(Collection entries)
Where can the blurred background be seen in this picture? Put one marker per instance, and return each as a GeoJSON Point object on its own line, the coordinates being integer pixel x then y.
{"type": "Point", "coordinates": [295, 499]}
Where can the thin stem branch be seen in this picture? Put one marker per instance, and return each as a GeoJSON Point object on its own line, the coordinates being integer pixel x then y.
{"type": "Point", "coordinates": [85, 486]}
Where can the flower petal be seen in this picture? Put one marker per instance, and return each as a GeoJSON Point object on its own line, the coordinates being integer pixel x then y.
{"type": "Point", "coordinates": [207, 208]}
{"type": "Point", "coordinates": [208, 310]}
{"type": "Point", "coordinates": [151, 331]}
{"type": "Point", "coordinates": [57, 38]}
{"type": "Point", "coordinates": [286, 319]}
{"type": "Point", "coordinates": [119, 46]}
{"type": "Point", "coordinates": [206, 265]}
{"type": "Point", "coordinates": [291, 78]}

> **Set task**: Reproduce every line of the data above verbatim, without any alteration.

> **Written response**:
Where can the blurred background be seen in this picture? Put one marker per instance, and return each as a GeoJSON Point object on its own line, the coordinates being integer pixel x then y.
{"type": "Point", "coordinates": [295, 499]}
Where can the thin stem branch be seen in this picture? Put one marker per instance, and return each as a GeoJSON Point object on its own line, the coordinates being integer pixel x then y.
{"type": "Point", "coordinates": [85, 486]}
Where can the flower petal be seen in this picture? Put one marker per instance, and return each as a GeoJSON Point object on its own line, the coordinates being integer pixel x then y.
{"type": "Point", "coordinates": [207, 208]}
{"type": "Point", "coordinates": [208, 310]}
{"type": "Point", "coordinates": [151, 331]}
{"type": "Point", "coordinates": [57, 38]}
{"type": "Point", "coordinates": [286, 319]}
{"type": "Point", "coordinates": [119, 46]}
{"type": "Point", "coordinates": [206, 265]}
{"type": "Point", "coordinates": [291, 78]}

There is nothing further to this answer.